Recast the records below as a JSON list of strings, with one string for each line and blank lines omitted.

(A run of records)
---

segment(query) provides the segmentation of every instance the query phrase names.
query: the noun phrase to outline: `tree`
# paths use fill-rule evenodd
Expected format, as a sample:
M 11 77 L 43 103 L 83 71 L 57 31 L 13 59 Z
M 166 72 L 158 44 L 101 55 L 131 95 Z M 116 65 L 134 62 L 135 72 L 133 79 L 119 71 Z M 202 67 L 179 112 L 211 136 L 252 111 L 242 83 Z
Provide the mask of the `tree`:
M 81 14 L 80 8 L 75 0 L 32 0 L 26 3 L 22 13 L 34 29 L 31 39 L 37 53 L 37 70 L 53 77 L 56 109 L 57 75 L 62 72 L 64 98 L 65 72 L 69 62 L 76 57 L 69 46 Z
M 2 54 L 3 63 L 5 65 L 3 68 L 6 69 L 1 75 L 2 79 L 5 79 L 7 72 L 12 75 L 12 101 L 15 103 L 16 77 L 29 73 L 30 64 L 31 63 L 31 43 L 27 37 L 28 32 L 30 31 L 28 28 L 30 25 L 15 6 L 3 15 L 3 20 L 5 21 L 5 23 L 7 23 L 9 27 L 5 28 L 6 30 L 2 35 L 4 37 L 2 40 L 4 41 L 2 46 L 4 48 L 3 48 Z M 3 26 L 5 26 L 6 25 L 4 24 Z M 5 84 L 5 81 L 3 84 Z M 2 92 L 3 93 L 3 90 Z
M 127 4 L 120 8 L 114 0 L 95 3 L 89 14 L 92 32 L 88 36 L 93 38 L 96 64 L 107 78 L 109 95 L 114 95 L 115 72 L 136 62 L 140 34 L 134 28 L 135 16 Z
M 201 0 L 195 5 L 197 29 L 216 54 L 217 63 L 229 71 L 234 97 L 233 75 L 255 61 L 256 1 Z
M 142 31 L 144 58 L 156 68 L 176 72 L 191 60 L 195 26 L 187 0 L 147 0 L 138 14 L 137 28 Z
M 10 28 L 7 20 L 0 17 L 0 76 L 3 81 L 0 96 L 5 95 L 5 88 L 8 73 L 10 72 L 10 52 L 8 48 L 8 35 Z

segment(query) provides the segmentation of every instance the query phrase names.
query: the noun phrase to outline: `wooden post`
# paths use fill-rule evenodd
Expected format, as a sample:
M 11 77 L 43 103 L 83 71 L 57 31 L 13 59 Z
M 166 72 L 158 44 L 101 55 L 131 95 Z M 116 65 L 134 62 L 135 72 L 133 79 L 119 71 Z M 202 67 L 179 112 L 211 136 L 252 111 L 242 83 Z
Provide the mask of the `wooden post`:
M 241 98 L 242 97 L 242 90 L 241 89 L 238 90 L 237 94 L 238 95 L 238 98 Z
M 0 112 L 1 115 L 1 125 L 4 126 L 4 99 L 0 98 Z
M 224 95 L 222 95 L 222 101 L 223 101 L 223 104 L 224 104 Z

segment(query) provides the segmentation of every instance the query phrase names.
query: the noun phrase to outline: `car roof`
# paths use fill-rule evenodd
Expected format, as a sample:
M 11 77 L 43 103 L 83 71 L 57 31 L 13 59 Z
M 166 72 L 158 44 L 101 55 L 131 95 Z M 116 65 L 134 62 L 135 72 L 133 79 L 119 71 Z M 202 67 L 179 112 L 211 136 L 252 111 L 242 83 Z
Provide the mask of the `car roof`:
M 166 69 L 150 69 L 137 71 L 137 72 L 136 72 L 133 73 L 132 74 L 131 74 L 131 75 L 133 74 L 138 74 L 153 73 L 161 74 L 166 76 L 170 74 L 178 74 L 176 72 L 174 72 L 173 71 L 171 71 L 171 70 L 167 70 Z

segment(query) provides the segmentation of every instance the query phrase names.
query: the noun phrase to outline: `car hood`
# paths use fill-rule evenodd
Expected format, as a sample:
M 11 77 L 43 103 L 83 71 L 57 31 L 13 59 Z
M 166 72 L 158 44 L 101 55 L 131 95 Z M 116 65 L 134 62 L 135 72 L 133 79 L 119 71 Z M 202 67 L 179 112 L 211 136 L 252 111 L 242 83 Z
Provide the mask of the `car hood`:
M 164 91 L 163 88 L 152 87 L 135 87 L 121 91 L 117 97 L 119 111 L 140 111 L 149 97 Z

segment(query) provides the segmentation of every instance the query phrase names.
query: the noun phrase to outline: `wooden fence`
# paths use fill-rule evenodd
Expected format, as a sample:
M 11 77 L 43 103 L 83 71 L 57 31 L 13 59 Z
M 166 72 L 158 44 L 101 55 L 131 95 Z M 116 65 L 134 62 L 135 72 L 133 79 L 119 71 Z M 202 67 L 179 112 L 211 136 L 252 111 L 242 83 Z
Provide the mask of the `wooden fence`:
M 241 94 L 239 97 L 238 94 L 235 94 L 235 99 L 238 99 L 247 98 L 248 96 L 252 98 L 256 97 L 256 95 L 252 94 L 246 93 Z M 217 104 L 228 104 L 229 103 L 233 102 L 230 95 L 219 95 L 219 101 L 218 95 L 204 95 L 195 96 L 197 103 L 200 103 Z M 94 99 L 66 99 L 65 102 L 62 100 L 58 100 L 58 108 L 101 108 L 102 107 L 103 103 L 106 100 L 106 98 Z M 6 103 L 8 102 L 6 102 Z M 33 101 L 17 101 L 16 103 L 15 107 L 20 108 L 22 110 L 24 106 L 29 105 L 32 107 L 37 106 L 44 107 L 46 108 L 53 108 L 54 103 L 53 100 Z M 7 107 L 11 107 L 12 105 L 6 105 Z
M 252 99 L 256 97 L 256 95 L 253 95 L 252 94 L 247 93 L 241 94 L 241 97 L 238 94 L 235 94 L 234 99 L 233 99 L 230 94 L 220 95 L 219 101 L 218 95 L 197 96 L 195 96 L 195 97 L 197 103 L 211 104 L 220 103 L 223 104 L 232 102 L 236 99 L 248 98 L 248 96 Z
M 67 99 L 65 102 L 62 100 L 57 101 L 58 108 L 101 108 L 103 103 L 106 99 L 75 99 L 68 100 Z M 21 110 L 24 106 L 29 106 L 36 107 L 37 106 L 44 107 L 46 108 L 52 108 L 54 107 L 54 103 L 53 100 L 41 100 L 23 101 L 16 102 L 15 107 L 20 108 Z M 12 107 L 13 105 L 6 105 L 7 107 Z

---

* [Result]
[
  "segment(query) provides the segmentation of every instance the query phrase names.",
  "query: the noun phrase to outline: `tree`",
  "# paths use fill-rule evenodd",
  "Expected format, as a sample:",
  "M 11 77 L 43 103 L 83 71 L 57 31 L 13 59 Z",
  "M 166 72 L 158 44 L 101 55 L 131 95 Z M 116 65 L 134 62 L 135 72 L 133 79 L 119 71 Z M 202 67 L 179 112 L 211 136 L 252 111 L 242 83 Z",
  "Provide the mask of the `tree`:",
  "M 81 14 L 80 8 L 75 0 L 32 0 L 26 3 L 22 13 L 34 29 L 31 39 L 37 53 L 37 70 L 53 77 L 56 109 L 57 75 L 62 72 L 64 98 L 65 72 L 69 62 L 76 57 L 69 46 Z",
  "M 2 54 L 3 63 L 5 65 L 3 68 L 6 69 L 1 75 L 2 79 L 5 79 L 7 72 L 12 75 L 12 101 L 15 103 L 16 77 L 29 73 L 30 64 L 31 63 L 31 43 L 27 37 L 28 32 L 30 31 L 28 28 L 30 25 L 15 6 L 3 15 L 3 20 L 5 21 L 5 23 L 7 23 L 9 27 L 5 28 L 6 30 L 2 35 L 4 37 L 2 40 L 4 41 L 2 46 L 4 48 L 3 48 Z M 3 26 L 5 26 L 6 25 L 4 24 Z M 5 84 L 5 81 L 3 84 Z M 2 92 L 3 93 L 3 90 Z",
  "M 127 4 L 120 8 L 114 0 L 95 3 L 89 14 L 92 32 L 88 36 L 93 38 L 96 64 L 107 78 L 109 95 L 114 95 L 115 72 L 136 62 L 140 34 L 134 28 L 135 16 Z",
  "M 201 0 L 195 5 L 197 29 L 216 54 L 217 63 L 229 71 L 234 97 L 233 75 L 255 61 L 256 1 Z",
  "M 142 31 L 144 58 L 156 68 L 176 72 L 191 60 L 195 26 L 187 0 L 147 0 L 138 14 L 137 28 Z",
  "M 10 28 L 7 20 L 0 17 L 0 76 L 3 81 L 0 96 L 5 95 L 5 88 L 8 73 L 10 72 L 10 52 L 8 48 L 8 35 Z",
  "segment(query) provides the segmentation of every instance the query phrase names.",
  "query: the noun phrase to outline: `wooden post`",
  "# paths use fill-rule evenodd",
  "Expected format, as a sample:",
  "M 11 77 L 43 103 L 83 71 L 57 31 L 13 59 Z",
  "M 166 72 L 158 44 L 101 55 L 131 95 Z M 116 65 L 134 62 L 135 72 L 133 79 L 119 71 Z M 202 67 L 179 112 L 211 136 L 252 111 L 242 83 Z",
  "Provide the mask of the `wooden post`:",
  "M 241 98 L 242 97 L 242 90 L 241 89 L 238 90 L 237 94 L 238 95 L 238 98 Z",
  "M 0 112 L 1 115 L 1 125 L 4 126 L 4 99 L 0 98 Z",
  "M 224 95 L 222 95 L 222 101 L 223 101 L 223 104 L 224 104 Z",
  "segment(query) provides the segmentation of every instance the query phrase names.",
  "query: the noun phrase to outline: `car roof`",
  "# paths use fill-rule evenodd",
  "Expected format, as a sample:",
  "M 11 77 L 43 103 L 83 71 L 57 31 L 13 59 Z",
  "M 166 72 L 158 44 L 101 55 L 131 95 Z M 116 65 L 134 62 L 135 72 L 133 79 L 119 71 Z M 202 67 L 179 112 L 211 136 L 252 111 L 242 83 Z",
  "Provide the mask of the `car roof`:",
  "M 166 69 L 150 69 L 137 71 L 137 72 L 136 72 L 133 73 L 132 74 L 131 74 L 131 75 L 133 74 L 138 74 L 153 73 L 161 74 L 166 76 L 170 74 L 178 74 L 176 72 L 174 72 L 173 71 L 171 71 L 171 70 L 167 70 Z",
  "segment(query) provides the segmentation of every instance the query phrase names.",
  "query: the noun phrase to outline: `car hood`",
  "# paths use fill-rule evenodd",
  "Expected format, as a sample:",
  "M 11 77 L 43 103 L 83 71 L 57 31 L 13 59 Z",
  "M 166 72 L 158 44 L 101 55 L 131 95 Z M 116 65 L 134 62 L 135 72 L 133 79 L 119 71 Z M 202 67 L 179 112 L 211 136 L 252 111 L 242 83 Z",
  "Provide the mask of the `car hood`:",
  "M 164 91 L 163 88 L 152 87 L 135 87 L 121 91 L 117 97 L 119 111 L 140 111 L 149 97 Z",
  "segment(query) provides the segmentation of every instance the query phrase names.",
  "query: the noun phrase to outline: `wooden fence`",
  "# paths use fill-rule evenodd",
  "Expected format, as a sample:",
  "M 11 77 L 43 103 L 83 71 L 57 31 L 13 59 Z",
  "M 166 72 L 158 44 L 101 55 L 131 95 Z M 116 65 L 134 62 L 135 72 L 133 79 L 119 71 Z M 202 67 L 179 112 L 211 136 L 252 111 L 242 83 Z",
  "Provide the mask of the `wooden fence`:",
  "M 241 94 L 239 97 L 238 94 L 235 94 L 235 99 L 238 99 L 247 98 L 248 96 L 252 98 L 256 97 L 256 95 L 252 94 L 246 93 Z M 217 104 L 228 104 L 229 103 L 233 102 L 230 95 L 219 95 L 219 101 L 218 95 L 204 95 L 195 96 L 197 103 L 200 103 Z M 94 99 L 66 99 L 65 102 L 62 100 L 58 100 L 58 108 L 101 108 L 102 107 L 103 103 L 106 100 L 106 98 Z M 6 103 L 8 102 L 6 102 Z M 33 101 L 17 101 L 16 103 L 15 107 L 20 108 L 22 110 L 24 106 L 29 105 L 32 107 L 37 106 L 44 107 L 46 108 L 53 108 L 54 103 L 53 100 Z M 7 107 L 11 107 L 12 105 L 6 105 Z",
  "M 252 99 L 256 97 L 256 95 L 253 95 L 252 94 L 247 93 L 241 94 L 241 97 L 238 94 L 235 94 L 234 99 L 233 99 L 230 94 L 220 95 L 219 101 L 218 95 L 197 96 L 195 96 L 195 97 L 197 103 L 211 104 L 220 103 L 223 104 L 232 102 L 236 99 L 248 98 L 248 96 Z",
  "M 67 99 L 65 102 L 62 100 L 57 101 L 58 108 L 101 108 L 103 103 L 106 99 L 75 99 L 68 100 Z M 21 110 L 24 106 L 29 106 L 36 107 L 37 106 L 44 107 L 46 108 L 52 108 L 54 107 L 54 103 L 53 100 L 41 100 L 23 101 L 16 102 L 15 107 L 20 108 Z M 12 107 L 13 105 L 6 105 L 7 107 Z"
]